* **What you are asked to do**:
Where a line in the records holds "below", count it once; return only the final number.
———
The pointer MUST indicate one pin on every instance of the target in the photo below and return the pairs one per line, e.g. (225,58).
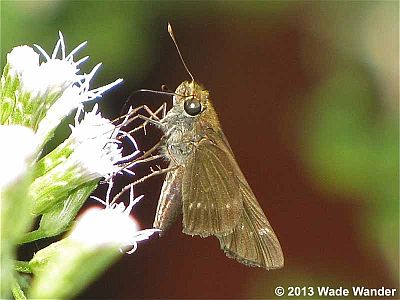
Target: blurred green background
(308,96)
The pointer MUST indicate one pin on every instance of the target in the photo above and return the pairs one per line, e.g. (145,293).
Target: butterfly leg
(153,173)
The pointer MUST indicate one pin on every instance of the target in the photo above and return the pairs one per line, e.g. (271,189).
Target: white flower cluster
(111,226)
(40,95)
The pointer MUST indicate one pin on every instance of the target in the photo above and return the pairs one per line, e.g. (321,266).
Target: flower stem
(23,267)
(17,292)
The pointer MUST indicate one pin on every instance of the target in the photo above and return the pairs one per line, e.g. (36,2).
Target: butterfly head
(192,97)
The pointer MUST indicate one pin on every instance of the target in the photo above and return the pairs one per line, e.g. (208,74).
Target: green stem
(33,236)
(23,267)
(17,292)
———
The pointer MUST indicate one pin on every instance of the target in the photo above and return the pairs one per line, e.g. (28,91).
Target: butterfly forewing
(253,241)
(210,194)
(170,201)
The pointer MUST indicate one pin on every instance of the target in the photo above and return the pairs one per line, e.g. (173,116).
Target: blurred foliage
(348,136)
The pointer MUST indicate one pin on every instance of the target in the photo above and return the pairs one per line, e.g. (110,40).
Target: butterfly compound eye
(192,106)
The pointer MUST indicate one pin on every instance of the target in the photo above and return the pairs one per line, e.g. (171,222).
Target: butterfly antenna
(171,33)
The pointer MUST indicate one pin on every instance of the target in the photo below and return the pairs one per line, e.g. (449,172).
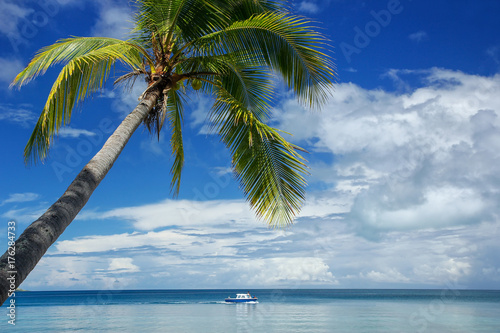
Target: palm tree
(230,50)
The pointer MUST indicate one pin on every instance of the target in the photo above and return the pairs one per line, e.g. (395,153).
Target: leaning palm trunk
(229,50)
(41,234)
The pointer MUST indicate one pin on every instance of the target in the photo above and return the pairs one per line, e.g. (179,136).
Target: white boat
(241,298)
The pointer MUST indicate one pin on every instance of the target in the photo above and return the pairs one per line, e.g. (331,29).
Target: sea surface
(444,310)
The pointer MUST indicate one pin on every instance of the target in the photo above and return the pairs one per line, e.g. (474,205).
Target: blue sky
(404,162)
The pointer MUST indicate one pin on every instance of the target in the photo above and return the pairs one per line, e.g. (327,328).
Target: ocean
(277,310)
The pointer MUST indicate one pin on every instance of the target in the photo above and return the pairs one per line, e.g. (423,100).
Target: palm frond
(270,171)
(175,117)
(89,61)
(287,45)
———
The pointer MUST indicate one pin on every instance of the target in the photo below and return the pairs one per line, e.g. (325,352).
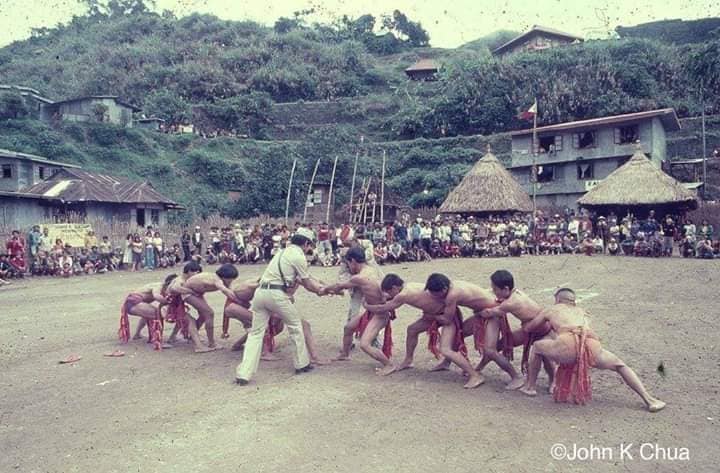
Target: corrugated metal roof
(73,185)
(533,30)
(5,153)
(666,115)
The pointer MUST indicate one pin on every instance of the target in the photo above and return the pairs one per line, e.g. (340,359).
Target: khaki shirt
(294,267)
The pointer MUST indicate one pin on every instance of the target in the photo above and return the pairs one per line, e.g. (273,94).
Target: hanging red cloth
———
* **Output of the task**:
3